Input material Block Start

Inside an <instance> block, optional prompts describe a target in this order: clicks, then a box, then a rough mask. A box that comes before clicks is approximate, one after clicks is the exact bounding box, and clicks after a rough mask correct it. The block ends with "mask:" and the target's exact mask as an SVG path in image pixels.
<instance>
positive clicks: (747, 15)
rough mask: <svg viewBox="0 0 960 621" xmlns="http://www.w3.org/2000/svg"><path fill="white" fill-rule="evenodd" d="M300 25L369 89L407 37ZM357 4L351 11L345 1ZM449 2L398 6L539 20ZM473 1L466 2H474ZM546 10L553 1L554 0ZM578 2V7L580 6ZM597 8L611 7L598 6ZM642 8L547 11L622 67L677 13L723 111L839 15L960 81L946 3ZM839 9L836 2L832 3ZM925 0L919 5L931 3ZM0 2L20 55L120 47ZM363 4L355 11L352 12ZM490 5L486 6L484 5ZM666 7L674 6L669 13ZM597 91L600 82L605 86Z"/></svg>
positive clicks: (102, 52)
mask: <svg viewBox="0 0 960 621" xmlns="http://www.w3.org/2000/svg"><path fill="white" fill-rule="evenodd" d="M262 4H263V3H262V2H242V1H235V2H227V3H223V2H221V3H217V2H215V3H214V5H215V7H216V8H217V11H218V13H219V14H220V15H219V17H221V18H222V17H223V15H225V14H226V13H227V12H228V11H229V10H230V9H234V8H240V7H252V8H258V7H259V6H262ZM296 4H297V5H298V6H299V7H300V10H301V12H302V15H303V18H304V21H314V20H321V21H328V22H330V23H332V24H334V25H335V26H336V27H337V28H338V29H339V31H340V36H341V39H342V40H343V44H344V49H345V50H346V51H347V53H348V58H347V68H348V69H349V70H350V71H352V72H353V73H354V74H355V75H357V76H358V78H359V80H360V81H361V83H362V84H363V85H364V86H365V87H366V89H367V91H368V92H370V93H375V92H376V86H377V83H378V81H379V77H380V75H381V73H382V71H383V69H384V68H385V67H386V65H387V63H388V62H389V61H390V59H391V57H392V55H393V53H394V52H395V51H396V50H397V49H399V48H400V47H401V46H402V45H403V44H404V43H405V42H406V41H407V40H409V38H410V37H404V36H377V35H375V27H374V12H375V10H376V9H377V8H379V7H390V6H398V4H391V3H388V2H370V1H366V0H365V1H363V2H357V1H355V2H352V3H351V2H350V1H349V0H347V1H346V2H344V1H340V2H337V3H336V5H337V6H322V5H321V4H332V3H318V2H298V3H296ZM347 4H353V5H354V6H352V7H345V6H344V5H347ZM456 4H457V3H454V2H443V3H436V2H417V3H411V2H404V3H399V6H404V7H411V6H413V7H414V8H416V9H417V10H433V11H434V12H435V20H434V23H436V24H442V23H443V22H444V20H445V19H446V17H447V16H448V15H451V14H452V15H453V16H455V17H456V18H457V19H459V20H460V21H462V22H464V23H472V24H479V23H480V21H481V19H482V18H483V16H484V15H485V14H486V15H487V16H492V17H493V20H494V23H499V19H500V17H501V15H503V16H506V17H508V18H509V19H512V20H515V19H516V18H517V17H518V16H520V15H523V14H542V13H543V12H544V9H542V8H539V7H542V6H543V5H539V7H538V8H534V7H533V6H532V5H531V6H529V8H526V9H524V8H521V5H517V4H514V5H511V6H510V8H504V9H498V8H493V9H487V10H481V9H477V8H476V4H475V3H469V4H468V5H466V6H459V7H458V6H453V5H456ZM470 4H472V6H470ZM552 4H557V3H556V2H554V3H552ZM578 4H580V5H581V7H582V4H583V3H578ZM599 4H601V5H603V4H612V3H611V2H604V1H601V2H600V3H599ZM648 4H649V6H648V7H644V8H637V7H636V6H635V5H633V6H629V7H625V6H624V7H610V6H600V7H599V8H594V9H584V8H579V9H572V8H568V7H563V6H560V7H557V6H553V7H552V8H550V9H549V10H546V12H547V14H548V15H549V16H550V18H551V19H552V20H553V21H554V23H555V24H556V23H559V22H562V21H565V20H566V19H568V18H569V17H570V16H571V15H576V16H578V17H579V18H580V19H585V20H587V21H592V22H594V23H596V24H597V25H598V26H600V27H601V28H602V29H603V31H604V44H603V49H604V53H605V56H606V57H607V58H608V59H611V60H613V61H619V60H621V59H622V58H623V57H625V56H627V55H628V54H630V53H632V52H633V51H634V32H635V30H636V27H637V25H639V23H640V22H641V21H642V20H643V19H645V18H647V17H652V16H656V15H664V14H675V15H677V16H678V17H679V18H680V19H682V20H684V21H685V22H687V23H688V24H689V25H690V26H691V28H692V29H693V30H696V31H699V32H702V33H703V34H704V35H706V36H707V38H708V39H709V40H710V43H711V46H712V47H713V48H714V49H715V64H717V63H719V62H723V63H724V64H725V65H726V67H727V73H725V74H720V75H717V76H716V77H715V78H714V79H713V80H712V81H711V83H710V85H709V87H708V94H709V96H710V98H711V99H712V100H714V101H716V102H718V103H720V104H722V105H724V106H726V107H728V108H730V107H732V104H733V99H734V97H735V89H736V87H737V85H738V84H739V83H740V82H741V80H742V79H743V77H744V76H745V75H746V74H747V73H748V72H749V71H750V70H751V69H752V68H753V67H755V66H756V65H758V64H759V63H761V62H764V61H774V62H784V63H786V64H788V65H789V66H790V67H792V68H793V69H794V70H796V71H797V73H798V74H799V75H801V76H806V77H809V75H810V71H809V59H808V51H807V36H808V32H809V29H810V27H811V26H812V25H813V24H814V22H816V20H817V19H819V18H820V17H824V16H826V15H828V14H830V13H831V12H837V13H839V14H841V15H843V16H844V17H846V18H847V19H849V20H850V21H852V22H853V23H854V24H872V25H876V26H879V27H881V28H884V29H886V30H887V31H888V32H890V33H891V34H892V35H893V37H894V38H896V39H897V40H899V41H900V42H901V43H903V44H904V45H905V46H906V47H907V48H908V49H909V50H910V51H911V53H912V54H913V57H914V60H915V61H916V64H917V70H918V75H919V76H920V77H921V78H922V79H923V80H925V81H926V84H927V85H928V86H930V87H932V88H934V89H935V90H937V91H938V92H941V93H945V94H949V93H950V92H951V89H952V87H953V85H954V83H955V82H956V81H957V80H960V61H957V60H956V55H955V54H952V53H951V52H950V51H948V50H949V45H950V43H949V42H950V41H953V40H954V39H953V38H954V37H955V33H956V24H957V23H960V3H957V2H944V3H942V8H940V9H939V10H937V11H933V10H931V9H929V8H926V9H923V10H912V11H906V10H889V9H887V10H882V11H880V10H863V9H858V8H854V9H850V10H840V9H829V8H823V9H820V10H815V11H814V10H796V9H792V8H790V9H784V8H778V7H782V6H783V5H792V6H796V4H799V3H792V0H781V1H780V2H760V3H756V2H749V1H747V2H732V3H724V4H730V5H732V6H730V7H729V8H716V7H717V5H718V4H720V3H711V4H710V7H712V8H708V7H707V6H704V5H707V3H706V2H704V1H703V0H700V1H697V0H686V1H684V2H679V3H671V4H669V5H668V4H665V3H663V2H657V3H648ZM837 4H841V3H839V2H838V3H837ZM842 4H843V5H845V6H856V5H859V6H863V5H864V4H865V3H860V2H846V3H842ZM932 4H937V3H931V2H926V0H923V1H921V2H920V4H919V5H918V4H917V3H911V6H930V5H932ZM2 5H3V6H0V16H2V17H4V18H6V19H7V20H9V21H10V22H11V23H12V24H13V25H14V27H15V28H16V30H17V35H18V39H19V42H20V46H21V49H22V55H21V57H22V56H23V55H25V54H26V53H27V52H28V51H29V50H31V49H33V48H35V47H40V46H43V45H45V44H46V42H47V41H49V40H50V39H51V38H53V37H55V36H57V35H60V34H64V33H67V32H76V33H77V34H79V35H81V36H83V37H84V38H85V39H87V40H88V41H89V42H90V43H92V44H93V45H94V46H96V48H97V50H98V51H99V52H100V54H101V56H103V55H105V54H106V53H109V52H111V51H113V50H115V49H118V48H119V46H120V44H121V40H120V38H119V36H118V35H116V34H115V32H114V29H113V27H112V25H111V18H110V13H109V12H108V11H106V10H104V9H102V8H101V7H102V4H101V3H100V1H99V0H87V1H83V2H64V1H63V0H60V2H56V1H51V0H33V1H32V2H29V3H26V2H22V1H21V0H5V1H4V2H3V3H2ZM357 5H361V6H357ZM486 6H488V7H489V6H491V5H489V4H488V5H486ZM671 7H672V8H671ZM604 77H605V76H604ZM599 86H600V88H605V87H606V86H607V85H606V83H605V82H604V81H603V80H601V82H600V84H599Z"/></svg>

Input material Block End

• **What is required**: Give back every line from the beginning of the records through the line holding "rough mask: <svg", exactly as it reads, and leave out the rest.

• **Task solution**:
Inside an <instance> block, optional prompts describe a target in this order: clicks, then a box, then a rough mask. A box that comes before clicks is approximate, one after clicks is the exact bounding box, and clicks after a rough mask correct it. The block ends with "mask:" and the target's exact mask as an SVG path in image pixels.
<instance>
positive clicks: (747, 15)
rough mask: <svg viewBox="0 0 960 621" xmlns="http://www.w3.org/2000/svg"><path fill="white" fill-rule="evenodd" d="M300 25L369 89L407 37ZM357 4L351 11L345 1ZM449 2L398 6L539 20ZM473 1L466 2H474ZM546 10L553 1L554 0ZM578 2V7L580 6ZM597 8L611 7L598 6ZM642 8L547 11L622 67L677 13L723 111L839 15L960 81L946 3ZM839 9L836 2L832 3ZM925 0L919 5L931 3ZM0 2L20 55L120 47ZM363 4L355 11L352 12ZM490 5L486 6L484 5ZM666 7L674 6L669 13ZM597 91L600 82L605 86Z"/></svg>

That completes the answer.